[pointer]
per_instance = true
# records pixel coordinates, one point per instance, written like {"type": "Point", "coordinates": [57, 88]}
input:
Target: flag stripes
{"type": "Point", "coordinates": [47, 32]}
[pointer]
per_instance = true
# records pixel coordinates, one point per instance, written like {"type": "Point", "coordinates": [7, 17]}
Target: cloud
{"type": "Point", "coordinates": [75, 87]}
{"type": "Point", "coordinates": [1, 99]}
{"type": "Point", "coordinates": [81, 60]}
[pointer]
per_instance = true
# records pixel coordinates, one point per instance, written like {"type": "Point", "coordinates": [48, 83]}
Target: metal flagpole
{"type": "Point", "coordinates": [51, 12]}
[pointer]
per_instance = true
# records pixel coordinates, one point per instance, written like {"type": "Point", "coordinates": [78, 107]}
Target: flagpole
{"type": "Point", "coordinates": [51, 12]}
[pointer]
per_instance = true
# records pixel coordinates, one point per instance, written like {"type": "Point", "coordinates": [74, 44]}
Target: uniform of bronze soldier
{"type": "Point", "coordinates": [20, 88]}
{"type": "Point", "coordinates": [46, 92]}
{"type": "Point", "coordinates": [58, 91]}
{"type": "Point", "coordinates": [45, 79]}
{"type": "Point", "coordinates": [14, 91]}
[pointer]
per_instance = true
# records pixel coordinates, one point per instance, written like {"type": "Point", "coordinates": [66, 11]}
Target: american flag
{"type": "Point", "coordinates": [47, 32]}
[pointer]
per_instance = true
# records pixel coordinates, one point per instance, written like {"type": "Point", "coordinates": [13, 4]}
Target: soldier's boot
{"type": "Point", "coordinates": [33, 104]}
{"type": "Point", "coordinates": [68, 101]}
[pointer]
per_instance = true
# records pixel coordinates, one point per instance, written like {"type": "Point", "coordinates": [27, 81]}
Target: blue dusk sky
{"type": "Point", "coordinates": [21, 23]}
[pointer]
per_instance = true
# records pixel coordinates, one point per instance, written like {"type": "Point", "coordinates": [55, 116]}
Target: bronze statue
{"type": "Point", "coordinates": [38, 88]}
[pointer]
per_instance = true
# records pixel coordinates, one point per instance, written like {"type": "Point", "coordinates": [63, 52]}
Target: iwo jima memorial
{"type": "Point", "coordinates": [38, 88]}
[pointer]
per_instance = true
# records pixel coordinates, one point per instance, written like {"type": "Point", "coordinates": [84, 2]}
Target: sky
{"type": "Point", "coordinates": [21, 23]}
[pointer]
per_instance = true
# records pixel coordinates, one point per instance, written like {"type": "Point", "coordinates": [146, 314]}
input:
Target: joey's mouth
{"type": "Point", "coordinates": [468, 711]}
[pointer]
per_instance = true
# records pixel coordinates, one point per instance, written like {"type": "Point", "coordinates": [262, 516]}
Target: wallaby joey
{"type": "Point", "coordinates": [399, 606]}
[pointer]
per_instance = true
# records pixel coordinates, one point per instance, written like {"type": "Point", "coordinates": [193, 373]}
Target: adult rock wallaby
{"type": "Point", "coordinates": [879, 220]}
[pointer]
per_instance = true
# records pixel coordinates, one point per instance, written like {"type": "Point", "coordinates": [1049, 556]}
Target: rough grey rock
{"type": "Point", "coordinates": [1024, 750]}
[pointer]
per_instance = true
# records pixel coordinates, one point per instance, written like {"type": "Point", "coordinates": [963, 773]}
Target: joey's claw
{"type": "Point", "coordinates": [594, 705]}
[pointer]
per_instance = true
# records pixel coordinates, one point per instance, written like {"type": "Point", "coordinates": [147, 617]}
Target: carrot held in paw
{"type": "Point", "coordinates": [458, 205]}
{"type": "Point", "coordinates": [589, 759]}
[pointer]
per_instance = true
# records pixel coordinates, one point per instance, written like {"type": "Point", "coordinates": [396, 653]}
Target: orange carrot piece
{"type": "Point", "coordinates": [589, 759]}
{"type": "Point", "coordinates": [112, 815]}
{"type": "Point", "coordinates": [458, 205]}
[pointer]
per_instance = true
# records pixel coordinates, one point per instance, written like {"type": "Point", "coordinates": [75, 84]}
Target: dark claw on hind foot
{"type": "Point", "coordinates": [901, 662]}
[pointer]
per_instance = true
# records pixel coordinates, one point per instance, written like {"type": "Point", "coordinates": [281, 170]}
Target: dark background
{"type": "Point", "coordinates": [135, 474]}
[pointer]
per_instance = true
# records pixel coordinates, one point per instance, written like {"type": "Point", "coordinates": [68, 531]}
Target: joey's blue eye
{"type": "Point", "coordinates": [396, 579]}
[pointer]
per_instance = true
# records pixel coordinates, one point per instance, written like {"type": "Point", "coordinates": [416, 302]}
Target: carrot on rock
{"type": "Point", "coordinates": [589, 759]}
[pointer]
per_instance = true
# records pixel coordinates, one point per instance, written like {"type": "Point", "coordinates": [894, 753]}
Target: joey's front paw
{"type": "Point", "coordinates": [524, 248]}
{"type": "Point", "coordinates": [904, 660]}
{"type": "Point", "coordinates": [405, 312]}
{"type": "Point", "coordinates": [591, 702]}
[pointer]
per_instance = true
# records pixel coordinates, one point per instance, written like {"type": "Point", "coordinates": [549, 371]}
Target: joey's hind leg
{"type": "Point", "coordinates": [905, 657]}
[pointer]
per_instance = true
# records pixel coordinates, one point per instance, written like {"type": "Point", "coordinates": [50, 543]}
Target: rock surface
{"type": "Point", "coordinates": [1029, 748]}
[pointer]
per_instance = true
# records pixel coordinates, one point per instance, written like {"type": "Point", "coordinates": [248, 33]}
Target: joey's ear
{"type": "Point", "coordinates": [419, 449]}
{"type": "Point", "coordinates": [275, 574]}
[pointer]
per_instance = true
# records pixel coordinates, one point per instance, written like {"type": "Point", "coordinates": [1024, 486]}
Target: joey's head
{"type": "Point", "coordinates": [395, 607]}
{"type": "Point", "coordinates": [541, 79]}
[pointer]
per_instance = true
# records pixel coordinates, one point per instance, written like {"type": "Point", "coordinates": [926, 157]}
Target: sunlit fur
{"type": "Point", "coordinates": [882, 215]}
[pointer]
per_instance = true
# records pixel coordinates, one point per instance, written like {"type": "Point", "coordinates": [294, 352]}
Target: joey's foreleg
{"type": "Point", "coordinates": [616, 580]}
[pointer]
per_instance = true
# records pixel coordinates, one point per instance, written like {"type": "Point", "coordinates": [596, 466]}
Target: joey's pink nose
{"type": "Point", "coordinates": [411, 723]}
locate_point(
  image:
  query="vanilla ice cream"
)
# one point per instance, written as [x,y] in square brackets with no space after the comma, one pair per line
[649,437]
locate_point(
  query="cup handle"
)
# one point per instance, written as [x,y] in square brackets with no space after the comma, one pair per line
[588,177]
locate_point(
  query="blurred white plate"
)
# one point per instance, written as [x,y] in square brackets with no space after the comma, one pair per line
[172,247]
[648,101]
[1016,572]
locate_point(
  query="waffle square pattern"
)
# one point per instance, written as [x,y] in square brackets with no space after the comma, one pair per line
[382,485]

________________

Your task
Write the material out exactly, with nothing left out.

Result of this task
[pointer]
per_instance = true
# records pixel coordinates, one point per instance, written like {"type": "Point", "coordinates": [57, 88]}
input:
Target: flag stripes
{"type": "Point", "coordinates": [47, 32]}
[pointer]
per_instance = true
# records pixel coordinates, one point per instance, written like {"type": "Point", "coordinates": [7, 17]}
Target: cloud
{"type": "Point", "coordinates": [75, 87]}
{"type": "Point", "coordinates": [1, 99]}
{"type": "Point", "coordinates": [81, 60]}
[pointer]
per_instance = true
# records pixel coordinates, one point per instance, written like {"type": "Point", "coordinates": [48, 83]}
Target: metal flagpole
{"type": "Point", "coordinates": [51, 12]}
[pointer]
per_instance = true
# records pixel coordinates, one point per instance, written like {"type": "Point", "coordinates": [78, 107]}
Target: flagpole
{"type": "Point", "coordinates": [51, 12]}
[pointer]
per_instance = true
# records pixel coordinates, one point per instance, written like {"type": "Point", "coordinates": [74, 44]}
Target: uniform of bronze soldier
{"type": "Point", "coordinates": [20, 88]}
{"type": "Point", "coordinates": [46, 92]}
{"type": "Point", "coordinates": [58, 91]}
{"type": "Point", "coordinates": [45, 79]}
{"type": "Point", "coordinates": [14, 91]}
[pointer]
per_instance = true
# records pixel coordinates, one point per instance, written like {"type": "Point", "coordinates": [66, 11]}
Target: american flag
{"type": "Point", "coordinates": [47, 32]}
[pointer]
per_instance = true
# records pixel coordinates, one point per instance, written like {"type": "Point", "coordinates": [13, 4]}
Target: soldier's boot
{"type": "Point", "coordinates": [33, 104]}
{"type": "Point", "coordinates": [68, 101]}
[pointer]
per_instance = true
# records pixel coordinates, one point per instance, written like {"type": "Point", "coordinates": [27, 81]}
Target: blue dusk sky
{"type": "Point", "coordinates": [21, 23]}
[pointer]
per_instance = true
# records pixel coordinates, one point per instance, written like {"type": "Point", "coordinates": [55, 116]}
Target: bronze statue
{"type": "Point", "coordinates": [38, 88]}
[pointer]
per_instance = true
# records pixel coordinates, one point per instance, written like {"type": "Point", "coordinates": [63, 52]}
Target: iwo jima memorial
{"type": "Point", "coordinates": [38, 88]}
[pointer]
per_instance = true
# records pixel coordinates, one point per instance, written like {"type": "Point", "coordinates": [84, 2]}
Target: sky
{"type": "Point", "coordinates": [21, 23]}
[pointer]
per_instance = true
# records pixel coordinates, one point per instance, written like {"type": "Point", "coordinates": [146, 314]}
input:
Target: joey's mouth
{"type": "Point", "coordinates": [468, 711]}
[pointer]
per_instance = true
# records pixel coordinates, one point per instance, written like {"type": "Point", "coordinates": [262, 516]}
Target: wallaby joey
{"type": "Point", "coordinates": [399, 606]}
[pointer]
per_instance = true
# records pixel coordinates, one point per instance, written like {"type": "Point", "coordinates": [193, 373]}
Target: adult rock wallaby
{"type": "Point", "coordinates": [879, 220]}
[pointer]
per_instance = true
# records pixel coordinates, one point per instance, written like {"type": "Point", "coordinates": [1049, 556]}
Target: rough grey rock
{"type": "Point", "coordinates": [1024, 750]}
[pointer]
per_instance = true
# records pixel coordinates, one point per instance, written like {"type": "Point", "coordinates": [963, 773]}
Target: joey's claw
{"type": "Point", "coordinates": [594, 705]}
[pointer]
per_instance = true
# records pixel coordinates, one point per instance, written like {"type": "Point", "coordinates": [147, 617]}
Target: carrot held in paw
{"type": "Point", "coordinates": [458, 205]}
{"type": "Point", "coordinates": [589, 759]}
[pointer]
per_instance = true
# records pixel coordinates, one point per instance, written like {"type": "Point", "coordinates": [396, 653]}
Target: orange carrot piece
{"type": "Point", "coordinates": [589, 759]}
{"type": "Point", "coordinates": [112, 815]}
{"type": "Point", "coordinates": [458, 205]}
[pointer]
per_instance = true
# records pixel coordinates, one point per instance, written like {"type": "Point", "coordinates": [75, 84]}
Target: dark claw on hind foot
{"type": "Point", "coordinates": [901, 662]}
[pointer]
per_instance = true
# records pixel coordinates, one point per instance, written like {"type": "Point", "coordinates": [281, 170]}
Target: dark background
{"type": "Point", "coordinates": [135, 474]}
[pointer]
per_instance = true
# records pixel coordinates, one point per instance, written like {"type": "Point", "coordinates": [68, 531]}
Target: joey's blue eye
{"type": "Point", "coordinates": [396, 579]}
[pointer]
per_instance = true
# records pixel coordinates, one point per instance, written like {"type": "Point", "coordinates": [416, 302]}
Target: carrot on rock
{"type": "Point", "coordinates": [589, 759]}
[pointer]
per_instance = true
# records pixel coordinates, one point per instance, written like {"type": "Point", "coordinates": [894, 753]}
Target: joey's front paw
{"type": "Point", "coordinates": [524, 248]}
{"type": "Point", "coordinates": [904, 660]}
{"type": "Point", "coordinates": [405, 312]}
{"type": "Point", "coordinates": [591, 702]}
[pointer]
per_instance = true
# records pixel coordinates, one point per instance, written like {"type": "Point", "coordinates": [549, 371]}
Target: joey's hind leg
{"type": "Point", "coordinates": [905, 657]}
[pointer]
per_instance = true
# records pixel coordinates, one point per instance, written like {"type": "Point", "coordinates": [50, 543]}
Target: rock surface
{"type": "Point", "coordinates": [1029, 748]}
[pointer]
per_instance = true
# records pixel coordinates, one point per instance, written like {"type": "Point", "coordinates": [248, 33]}
Target: joey's ear
{"type": "Point", "coordinates": [419, 449]}
{"type": "Point", "coordinates": [275, 574]}
[pointer]
per_instance = true
# records pixel coordinates, one point per instance, written like {"type": "Point", "coordinates": [1024, 486]}
Target: joey's head
{"type": "Point", "coordinates": [395, 607]}
{"type": "Point", "coordinates": [541, 79]}
[pointer]
per_instance = true
# records pixel coordinates, one point per instance, written like {"type": "Point", "coordinates": [926, 157]}
Target: sunlit fur
{"type": "Point", "coordinates": [882, 215]}
[pointer]
per_instance = true
# records pixel coordinates, one point per instance, written like {"type": "Point", "coordinates": [294, 352]}
Target: joey's foreleg
{"type": "Point", "coordinates": [616, 580]}
[pointer]
per_instance = true
# records pixel coordinates, one point per instance, written like {"type": "Point", "coordinates": [596, 466]}
Target: joey's pink nose
{"type": "Point", "coordinates": [411, 723]}
locate_point(
  image:
  query="vanilla ice cream"
)
# one point per instance, written as [x,y] in square brackets with no space after the comma, one pair per line
[649,437]
locate_point(
  query="cup handle"
)
# one point per instance, written as [x,y] in square brackets with no space after the comma, one pair per line
[588,177]
locate_point(
  query="blurred white plate"
)
# one point per instance, written as [x,y] in square brackets with no space after the comma, one pair per line
[172,247]
[648,101]
[1016,572]
locate_point(
  query="waffle square pattern"
)
# one point per instance, written as [x,y] in square brackets with no space after the comma, one pair per line
[382,485]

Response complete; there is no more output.